EXTRACTED TEXT section start

When former England striker Jeff Astle died from early onset dementia in 2002, the coroner put it down to heading footballs. Since then, several studies have linked repeated head trauma with degenerative brain disease, prompting Dr Andrew Lavender to investigate whether minor trauma from tackling could also affect a player’s brain function.
For athletes playing contact sports, head and body clashes are common. Pounding knocks, jarring collisions and swift changes in direction can cause the brain to bounce against the skull resulting in microscopic brain trauma, sometimes on both sides of the brain’s outer surface.
“Although the brain is encased in a protective skull and cushioned by fluid, a sudden change in direction can cause the nearside to impact the skull, then rock back so the other side is also impacted – a coup-contrecoup effect,” Dr Lavender explains.
While concussive injuries stemming from head blows are well documented, it is lesser known that brain injuries can also occur without head contact, for example when a player’s body suddenly changes direction, causing a whiplash movement to their neck.
“In a rugby tackle players cannon into each other, but if at the last split second the player tries to dodge, the impact is not at the precise moment or the precise position the player is expecting, they may move differently and that changes the impact.”
Dr Lavender’s current study examines the incidence of brain injuries so minute they don’t appear to have an immediate effect, but could have more serious effects in the longer term.
“A player may feel just fine after a tackle but what has actually happened to their brain? Has it been jostled around enough to cause a minor injury?”
Using techniques that assess the brain’s cortical neural pathways, Dr Lavender meticulously looks for evidence of microscopic brain changes following a tackle, which are not detectable by sideline tests or even the player’s own perception.
“They are not classified as injuries at this point. In fact, the players themselves probably won’t notice any difference. But when we run neurological tests, we can detect a difference.”
To gather data, he simulates tackling events in a motion analysis laboratory, so far testing male and female rugby players.
“In each simulation we have two players, one at either end of the mats, timing gates at either end – so we can set their speed as they are coming in – and they go through a tackle.
“It’s not a full tackle, like in a game. But they are hitting each other at a similar speed to what is typical in a game and the technique is there. It is sufficient to see if there is any movement of the head relative to the torso.”

EXTRACTED TEXT section end

§ **PROBLEMS TO SOLVE**
1 - Duplicate the article about tackling and brain injury word for word from "Using techniques that" to "player’s own perception.".
2 - Answer these questions using the article about tackling and brain injury:
(a) In what year did Jeff Astle die?
(b) Which players has Dr Lavender tested so far in the motion analysis laboratory?
(c) What equipment is placed at either end of the mats in each simulation?
Rely only on the article about tackling and brain injury.

EXTRACTED DATA section start

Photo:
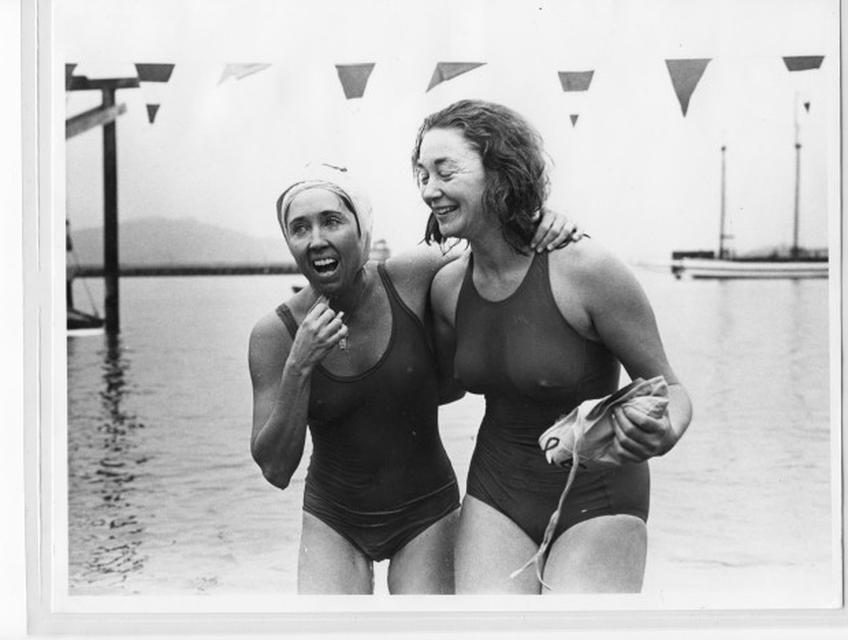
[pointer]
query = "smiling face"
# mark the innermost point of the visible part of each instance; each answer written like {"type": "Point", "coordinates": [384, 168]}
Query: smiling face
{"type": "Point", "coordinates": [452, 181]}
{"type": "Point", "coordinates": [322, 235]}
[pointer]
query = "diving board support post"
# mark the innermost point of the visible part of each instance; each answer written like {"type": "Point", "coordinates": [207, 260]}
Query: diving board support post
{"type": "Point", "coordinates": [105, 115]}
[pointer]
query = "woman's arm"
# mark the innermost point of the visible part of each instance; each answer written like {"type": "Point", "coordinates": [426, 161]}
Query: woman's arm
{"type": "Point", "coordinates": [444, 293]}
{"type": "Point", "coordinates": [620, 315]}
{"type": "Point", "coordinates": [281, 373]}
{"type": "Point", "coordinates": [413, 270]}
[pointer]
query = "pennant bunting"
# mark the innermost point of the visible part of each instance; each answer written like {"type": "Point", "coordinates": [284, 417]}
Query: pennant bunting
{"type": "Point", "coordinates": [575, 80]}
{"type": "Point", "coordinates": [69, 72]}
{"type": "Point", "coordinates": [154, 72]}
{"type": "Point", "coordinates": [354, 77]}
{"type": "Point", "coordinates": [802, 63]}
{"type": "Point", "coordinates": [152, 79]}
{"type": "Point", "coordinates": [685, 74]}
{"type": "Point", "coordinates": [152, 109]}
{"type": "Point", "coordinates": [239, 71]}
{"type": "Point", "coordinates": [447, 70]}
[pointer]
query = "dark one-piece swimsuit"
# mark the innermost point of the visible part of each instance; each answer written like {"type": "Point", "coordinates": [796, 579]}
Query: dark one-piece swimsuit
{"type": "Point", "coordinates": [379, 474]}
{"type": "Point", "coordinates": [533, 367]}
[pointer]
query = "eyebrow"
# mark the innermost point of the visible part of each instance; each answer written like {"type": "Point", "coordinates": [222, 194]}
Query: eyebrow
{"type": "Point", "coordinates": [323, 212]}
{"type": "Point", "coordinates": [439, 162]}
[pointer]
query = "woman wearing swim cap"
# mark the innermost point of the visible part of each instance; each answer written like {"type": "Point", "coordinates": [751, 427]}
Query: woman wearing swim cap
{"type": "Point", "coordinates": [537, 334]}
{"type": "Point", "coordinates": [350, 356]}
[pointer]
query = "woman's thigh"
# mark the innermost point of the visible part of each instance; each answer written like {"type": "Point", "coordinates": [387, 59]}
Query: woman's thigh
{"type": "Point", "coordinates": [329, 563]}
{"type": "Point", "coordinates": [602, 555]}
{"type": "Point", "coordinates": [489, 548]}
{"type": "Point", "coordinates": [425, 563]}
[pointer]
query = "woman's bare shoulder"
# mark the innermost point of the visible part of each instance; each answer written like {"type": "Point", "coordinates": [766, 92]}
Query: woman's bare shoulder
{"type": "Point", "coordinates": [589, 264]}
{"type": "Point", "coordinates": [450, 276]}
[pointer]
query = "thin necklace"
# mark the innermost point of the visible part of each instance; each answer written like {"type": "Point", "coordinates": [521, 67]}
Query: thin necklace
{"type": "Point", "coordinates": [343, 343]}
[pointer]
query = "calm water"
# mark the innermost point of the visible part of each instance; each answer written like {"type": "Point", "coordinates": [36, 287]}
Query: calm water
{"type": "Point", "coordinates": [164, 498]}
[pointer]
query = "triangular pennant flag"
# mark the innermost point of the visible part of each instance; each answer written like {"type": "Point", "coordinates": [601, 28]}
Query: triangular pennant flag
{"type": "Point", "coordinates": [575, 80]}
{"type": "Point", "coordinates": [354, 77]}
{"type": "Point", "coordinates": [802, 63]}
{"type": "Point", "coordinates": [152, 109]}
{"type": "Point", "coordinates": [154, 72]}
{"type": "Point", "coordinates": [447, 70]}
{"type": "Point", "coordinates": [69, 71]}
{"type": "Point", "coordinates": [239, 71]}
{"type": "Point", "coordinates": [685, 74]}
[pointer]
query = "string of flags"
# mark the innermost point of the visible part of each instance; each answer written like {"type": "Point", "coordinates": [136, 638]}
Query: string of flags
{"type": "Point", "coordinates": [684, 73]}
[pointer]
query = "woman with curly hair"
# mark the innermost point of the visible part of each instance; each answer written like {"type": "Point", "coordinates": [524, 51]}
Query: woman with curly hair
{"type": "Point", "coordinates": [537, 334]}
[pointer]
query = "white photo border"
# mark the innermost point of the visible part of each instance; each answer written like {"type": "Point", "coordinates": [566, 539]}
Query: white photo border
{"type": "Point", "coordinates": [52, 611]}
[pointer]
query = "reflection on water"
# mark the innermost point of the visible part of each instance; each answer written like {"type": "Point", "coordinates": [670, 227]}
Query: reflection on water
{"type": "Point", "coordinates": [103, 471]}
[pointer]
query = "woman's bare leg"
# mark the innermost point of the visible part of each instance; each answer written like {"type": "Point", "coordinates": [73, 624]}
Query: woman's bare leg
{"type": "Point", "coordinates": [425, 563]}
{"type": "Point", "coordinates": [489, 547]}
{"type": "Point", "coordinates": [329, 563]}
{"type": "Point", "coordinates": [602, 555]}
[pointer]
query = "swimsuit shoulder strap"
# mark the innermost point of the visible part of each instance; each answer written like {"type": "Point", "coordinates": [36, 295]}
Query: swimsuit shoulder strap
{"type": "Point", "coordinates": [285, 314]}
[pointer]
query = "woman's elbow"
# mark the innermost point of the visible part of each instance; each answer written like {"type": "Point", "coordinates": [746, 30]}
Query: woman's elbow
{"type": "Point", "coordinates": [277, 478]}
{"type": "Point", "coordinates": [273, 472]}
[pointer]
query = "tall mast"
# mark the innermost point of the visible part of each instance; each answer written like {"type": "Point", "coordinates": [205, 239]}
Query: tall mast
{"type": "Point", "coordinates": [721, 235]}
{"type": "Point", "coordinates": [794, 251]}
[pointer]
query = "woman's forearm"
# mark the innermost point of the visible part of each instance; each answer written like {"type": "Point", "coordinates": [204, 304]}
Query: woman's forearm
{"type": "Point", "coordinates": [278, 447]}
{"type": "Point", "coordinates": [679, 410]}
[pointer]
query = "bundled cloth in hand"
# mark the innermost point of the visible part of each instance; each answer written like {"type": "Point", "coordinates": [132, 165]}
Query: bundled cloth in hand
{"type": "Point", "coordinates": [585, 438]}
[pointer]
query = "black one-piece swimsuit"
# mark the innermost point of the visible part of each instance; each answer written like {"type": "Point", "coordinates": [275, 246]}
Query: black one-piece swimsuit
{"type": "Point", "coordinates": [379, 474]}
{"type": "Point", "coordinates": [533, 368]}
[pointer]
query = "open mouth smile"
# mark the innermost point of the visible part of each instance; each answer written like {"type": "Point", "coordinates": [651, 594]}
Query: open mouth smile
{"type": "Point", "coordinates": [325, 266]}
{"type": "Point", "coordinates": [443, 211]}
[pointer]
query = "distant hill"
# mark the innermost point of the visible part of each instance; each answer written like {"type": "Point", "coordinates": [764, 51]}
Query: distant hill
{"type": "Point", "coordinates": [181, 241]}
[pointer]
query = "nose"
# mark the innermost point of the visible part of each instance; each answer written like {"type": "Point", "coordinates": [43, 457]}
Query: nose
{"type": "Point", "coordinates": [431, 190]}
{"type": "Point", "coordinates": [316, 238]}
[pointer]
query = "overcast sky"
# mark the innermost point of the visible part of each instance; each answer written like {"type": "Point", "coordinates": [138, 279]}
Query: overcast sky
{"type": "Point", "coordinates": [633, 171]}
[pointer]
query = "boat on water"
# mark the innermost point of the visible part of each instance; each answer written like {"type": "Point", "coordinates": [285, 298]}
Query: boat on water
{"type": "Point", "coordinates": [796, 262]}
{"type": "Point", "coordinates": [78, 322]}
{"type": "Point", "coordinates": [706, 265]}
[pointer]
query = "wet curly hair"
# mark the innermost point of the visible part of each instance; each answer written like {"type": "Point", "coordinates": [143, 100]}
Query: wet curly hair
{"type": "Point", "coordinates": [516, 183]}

EXTRACTED DATA section end
EXTRACTED DATA section start

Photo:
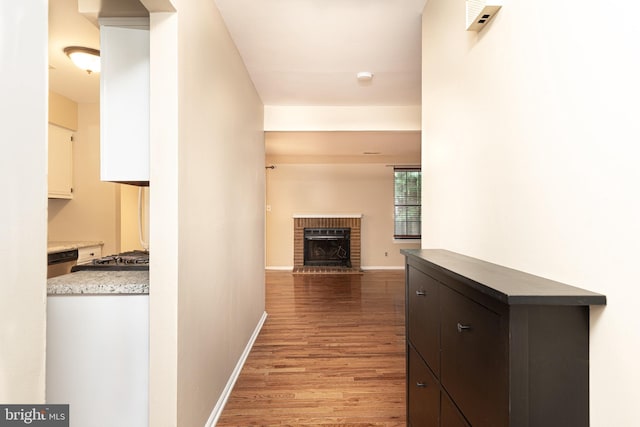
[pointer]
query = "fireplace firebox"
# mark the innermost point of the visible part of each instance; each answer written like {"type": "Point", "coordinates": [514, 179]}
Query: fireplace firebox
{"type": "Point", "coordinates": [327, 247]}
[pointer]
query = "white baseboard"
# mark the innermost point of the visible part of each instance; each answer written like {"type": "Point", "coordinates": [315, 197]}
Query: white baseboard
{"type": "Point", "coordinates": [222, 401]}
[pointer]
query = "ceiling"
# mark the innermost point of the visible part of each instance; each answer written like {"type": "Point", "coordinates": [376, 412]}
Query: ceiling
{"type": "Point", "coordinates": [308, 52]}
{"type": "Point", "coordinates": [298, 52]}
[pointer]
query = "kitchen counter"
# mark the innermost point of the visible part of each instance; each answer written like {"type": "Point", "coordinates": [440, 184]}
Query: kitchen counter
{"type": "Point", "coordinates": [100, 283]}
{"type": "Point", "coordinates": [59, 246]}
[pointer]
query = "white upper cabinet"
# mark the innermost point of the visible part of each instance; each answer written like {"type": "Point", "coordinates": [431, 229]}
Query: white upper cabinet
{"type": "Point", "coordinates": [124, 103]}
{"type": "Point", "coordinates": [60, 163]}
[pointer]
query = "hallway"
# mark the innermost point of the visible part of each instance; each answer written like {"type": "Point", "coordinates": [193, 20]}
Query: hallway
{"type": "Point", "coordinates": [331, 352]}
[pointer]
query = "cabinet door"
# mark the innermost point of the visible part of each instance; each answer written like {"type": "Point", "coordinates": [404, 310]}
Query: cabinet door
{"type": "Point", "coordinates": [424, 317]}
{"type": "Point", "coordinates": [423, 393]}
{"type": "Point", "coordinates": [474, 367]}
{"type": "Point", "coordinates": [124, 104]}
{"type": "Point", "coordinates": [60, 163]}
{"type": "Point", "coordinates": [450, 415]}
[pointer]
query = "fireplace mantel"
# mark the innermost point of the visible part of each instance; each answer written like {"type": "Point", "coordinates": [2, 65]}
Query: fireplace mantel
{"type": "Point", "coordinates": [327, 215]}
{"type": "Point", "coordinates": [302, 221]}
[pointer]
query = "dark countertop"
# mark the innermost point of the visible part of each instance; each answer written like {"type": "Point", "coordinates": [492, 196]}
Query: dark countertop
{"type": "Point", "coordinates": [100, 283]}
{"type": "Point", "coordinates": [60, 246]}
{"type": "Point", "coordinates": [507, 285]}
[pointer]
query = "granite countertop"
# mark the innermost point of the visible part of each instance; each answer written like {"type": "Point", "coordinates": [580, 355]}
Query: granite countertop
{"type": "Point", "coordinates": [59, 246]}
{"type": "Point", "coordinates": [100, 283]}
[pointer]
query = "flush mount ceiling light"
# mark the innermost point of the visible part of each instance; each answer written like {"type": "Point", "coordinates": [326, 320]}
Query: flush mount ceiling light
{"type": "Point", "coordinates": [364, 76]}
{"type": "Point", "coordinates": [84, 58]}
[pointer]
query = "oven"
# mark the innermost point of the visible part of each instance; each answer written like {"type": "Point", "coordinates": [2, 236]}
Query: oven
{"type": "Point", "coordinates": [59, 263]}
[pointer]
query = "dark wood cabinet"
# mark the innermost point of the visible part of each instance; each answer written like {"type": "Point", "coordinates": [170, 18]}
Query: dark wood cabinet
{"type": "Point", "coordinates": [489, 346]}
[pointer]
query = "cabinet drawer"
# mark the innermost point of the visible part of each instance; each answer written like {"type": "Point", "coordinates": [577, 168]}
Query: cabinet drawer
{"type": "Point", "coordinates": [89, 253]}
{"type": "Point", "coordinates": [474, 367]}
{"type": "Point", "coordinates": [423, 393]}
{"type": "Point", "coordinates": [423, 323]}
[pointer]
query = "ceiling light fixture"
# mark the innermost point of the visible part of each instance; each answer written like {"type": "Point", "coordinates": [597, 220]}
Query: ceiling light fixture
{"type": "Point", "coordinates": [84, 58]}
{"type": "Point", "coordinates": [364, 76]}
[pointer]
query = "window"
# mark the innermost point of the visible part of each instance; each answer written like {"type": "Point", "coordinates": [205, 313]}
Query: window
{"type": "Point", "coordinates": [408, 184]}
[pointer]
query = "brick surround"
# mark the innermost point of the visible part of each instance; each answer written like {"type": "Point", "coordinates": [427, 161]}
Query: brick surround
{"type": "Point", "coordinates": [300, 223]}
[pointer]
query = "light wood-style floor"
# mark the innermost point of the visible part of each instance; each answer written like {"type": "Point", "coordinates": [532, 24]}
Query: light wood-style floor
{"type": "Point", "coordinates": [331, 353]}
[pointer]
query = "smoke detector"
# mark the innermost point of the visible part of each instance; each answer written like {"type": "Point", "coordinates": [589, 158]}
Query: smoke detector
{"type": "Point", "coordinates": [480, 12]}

EXTRACTED DATA section end

§ **ANSWERS PER TASK**
1 -
Using techniques that assess the brain’s cortical neural pathways, Dr Lavender meticulously looks for evidence of microscopic brain changes following a tackle, which are not detectable by sideline tests or even the player’s own perception.

2 -
(a) 2002
(b) Male and female rugby players
(c) Timing gates